▶ Direction A:
From the text on Artemy Lebedev below, list every name the site's critique column carried over the years.
# start of Page excerpt
Russian designer and businessman (born 1975)

Artemy Andreyevich Lebedev (Артемий Андреевич Лебедев; born 13 February 1975) is a Russian designer, entrepreneur and Internet personality. He is the founder of the design company Art. Lebedev Studio. He is also an avid blogger, known for provocative views and frequent use of obscene language. Lebedev is a member of the Tolstoy family.

== Biography ==
Born in Moscow February 13, 1975, Lebedev is the son of the Russian writer Tatyana Tolstaya and a member of the aristocratic Tolstoy family. He graduated from Moscow State School 57. He enrolled at Faculty of Journalism at the Moscow State University, but dropped out during his second year. He spent the following years working for a few design studios until 1995 when he founded his own company.

According to The Best Travelled Master List, Lebedev is one of the very few people in the world and the only Russian who has travelled to each of the 193 countries of the World.

=== Artemy Lebedev Studio ===
In 1995, Lebedev founded design studio WebDesign, which in 1998 was renamed the Artemy Lebedev Studio. The company has completed works in corporate identity, books, magazines, road signs, pictograms, graphical and physical interfaces, websites, industrial design, industrial graphics objects, and storefronts.

==== "Business lynch", "spanking" ====
One of the headings of the site was that anyone could send Lebedev a graphic object or a website, and he, in turn, made up his critical opinion of this work. The column was called "Spanking" and was published quarterly. Later, the heading was renamed "Polit spanking". By 2006, the category was closed and removed from the site. On September 1 of the same year, the column was restored and called "Business Lynch", but now it was not only Lebedev who reviewed it. In September 2019, the project was terminated.
# end of Page excerpt
# start of Information provided
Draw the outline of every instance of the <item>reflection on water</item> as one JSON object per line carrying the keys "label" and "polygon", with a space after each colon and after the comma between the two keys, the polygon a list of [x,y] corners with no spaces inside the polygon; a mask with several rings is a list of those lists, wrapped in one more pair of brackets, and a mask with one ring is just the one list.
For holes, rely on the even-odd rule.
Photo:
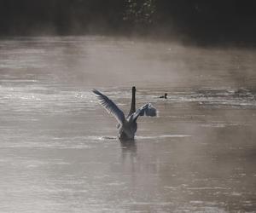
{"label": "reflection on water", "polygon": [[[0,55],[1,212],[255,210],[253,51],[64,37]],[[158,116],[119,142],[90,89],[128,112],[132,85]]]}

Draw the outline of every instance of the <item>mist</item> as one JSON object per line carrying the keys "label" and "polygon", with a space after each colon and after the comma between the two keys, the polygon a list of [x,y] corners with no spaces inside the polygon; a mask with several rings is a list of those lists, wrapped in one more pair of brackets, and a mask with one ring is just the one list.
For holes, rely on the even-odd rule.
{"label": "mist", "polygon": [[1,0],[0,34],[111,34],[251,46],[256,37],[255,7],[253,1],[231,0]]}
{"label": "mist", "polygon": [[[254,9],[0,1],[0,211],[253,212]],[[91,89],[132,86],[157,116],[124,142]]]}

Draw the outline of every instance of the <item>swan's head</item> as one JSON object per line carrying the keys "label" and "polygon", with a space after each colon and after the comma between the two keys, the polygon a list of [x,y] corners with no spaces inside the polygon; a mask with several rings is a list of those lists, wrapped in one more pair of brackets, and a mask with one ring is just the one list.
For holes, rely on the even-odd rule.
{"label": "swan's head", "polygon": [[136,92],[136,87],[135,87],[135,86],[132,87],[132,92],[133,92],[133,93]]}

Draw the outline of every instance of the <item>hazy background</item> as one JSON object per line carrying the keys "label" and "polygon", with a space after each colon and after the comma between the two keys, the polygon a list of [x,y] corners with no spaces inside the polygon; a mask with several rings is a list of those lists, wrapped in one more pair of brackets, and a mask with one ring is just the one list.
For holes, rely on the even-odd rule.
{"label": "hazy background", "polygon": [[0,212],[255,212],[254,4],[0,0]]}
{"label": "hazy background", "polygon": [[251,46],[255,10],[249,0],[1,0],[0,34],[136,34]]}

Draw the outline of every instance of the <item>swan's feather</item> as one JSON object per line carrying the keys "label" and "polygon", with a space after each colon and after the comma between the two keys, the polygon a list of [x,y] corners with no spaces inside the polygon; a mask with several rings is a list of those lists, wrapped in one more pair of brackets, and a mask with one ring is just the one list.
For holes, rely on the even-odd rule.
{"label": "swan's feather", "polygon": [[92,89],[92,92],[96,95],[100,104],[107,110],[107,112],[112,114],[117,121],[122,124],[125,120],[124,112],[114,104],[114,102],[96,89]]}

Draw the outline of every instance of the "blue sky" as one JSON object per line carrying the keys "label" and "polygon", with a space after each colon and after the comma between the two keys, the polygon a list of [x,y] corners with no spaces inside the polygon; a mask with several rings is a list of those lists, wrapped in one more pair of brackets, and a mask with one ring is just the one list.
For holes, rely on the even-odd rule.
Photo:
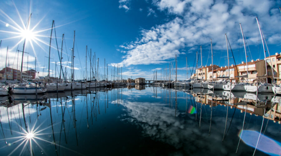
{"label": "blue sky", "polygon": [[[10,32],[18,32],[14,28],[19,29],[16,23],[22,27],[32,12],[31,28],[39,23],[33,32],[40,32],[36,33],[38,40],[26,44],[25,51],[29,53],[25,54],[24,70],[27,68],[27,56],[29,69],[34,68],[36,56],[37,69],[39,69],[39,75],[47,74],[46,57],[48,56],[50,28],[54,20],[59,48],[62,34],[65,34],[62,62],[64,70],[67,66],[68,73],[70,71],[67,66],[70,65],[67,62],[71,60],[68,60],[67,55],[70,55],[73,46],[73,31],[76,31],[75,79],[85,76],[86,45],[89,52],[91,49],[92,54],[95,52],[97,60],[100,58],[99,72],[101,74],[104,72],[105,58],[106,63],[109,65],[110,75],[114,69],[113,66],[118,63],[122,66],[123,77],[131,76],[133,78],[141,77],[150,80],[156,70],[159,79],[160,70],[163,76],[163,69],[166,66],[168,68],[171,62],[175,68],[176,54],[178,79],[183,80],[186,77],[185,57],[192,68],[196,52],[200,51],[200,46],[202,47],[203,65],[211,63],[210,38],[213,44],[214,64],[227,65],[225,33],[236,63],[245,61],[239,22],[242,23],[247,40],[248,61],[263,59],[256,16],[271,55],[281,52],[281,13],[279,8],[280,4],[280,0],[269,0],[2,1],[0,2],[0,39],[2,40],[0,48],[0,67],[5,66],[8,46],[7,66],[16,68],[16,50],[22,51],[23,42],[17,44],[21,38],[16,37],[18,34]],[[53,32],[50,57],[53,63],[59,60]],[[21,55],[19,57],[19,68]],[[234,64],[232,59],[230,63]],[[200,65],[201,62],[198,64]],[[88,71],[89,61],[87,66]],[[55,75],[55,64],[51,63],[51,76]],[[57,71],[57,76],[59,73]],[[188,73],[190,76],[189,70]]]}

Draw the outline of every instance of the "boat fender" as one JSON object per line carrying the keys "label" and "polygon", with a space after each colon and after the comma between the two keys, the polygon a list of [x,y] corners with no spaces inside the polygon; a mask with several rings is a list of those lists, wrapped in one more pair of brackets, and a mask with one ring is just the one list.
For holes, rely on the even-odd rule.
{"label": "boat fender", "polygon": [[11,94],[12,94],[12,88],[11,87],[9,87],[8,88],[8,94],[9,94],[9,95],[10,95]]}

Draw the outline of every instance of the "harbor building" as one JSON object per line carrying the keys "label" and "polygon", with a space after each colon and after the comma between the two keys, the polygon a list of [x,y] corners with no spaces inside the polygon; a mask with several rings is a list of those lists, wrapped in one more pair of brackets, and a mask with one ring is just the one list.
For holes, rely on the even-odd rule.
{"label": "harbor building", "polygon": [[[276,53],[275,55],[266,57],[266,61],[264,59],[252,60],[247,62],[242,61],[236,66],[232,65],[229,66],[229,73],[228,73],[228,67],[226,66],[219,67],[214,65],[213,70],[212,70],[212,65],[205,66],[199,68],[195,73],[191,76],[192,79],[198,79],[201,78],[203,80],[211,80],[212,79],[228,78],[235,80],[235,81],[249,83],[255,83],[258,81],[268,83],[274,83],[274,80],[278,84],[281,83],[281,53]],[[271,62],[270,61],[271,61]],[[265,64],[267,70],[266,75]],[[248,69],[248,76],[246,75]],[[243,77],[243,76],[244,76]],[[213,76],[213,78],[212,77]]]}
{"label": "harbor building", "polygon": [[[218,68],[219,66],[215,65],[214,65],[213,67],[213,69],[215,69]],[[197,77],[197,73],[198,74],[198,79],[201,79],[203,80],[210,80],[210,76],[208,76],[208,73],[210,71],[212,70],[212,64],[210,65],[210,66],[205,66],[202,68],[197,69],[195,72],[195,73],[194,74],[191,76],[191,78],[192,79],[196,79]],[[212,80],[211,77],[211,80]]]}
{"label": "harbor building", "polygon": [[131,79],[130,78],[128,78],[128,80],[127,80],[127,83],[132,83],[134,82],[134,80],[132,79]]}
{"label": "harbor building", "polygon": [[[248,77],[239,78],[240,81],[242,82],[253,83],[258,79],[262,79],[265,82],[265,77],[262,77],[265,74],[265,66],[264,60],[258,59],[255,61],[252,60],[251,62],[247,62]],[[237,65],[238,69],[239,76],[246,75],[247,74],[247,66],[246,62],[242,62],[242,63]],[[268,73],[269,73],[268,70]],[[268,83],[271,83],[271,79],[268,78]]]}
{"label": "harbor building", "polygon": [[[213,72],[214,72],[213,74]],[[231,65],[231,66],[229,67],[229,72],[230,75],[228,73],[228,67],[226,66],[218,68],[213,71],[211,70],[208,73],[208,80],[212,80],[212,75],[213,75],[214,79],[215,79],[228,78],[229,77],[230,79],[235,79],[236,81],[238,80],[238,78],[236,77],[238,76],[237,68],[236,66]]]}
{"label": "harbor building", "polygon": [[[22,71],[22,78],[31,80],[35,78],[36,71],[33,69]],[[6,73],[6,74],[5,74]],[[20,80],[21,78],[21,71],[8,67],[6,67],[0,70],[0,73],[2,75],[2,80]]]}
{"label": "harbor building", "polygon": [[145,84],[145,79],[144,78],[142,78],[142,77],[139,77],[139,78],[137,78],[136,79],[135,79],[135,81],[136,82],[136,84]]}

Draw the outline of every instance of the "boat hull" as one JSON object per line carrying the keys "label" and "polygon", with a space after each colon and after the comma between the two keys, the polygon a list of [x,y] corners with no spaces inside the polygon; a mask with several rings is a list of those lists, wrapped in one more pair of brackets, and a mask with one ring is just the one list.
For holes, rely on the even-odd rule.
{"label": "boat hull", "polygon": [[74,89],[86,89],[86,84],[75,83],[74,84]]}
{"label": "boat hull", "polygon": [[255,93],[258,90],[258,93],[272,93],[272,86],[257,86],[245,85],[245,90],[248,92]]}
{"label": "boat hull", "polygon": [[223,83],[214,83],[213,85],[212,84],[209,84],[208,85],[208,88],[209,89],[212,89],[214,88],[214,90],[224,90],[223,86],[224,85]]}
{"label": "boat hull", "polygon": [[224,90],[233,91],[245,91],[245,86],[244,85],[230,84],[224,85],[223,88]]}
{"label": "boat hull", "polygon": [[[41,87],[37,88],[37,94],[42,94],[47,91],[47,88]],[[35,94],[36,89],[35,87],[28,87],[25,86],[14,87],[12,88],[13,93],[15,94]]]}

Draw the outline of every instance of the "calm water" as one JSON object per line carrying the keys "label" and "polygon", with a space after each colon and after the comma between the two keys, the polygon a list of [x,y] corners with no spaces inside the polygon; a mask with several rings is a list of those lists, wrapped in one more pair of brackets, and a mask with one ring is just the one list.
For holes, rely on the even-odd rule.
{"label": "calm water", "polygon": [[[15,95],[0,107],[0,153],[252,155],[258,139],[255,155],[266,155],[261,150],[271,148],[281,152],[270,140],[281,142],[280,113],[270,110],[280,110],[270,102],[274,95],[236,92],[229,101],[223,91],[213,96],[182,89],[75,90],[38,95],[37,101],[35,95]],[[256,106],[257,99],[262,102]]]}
# end of Information provided
▶ Direction B:
Pick out each line of the listing above that holds the string "head", and copy those lines as they appear.

▶ Written answer A:
"Spanking", "Polit spanking", "Business Lynch"

▶ Written answer B:
Draw the outline of every instance of the <item>swan's head</item> as one JSON object per line carrying the keys "label" and "polygon", with a space after each colon and after the comma between the two keys, the polygon a list of [x,y] corners with no spaces inside the polygon; a mask with several rings is a list of those lists, wrapped in one more pair of brackets, and a mask with one ring is just the one list.
{"label": "swan's head", "polygon": [[136,92],[136,87],[135,87],[135,86],[132,87],[132,92],[133,92],[133,93]]}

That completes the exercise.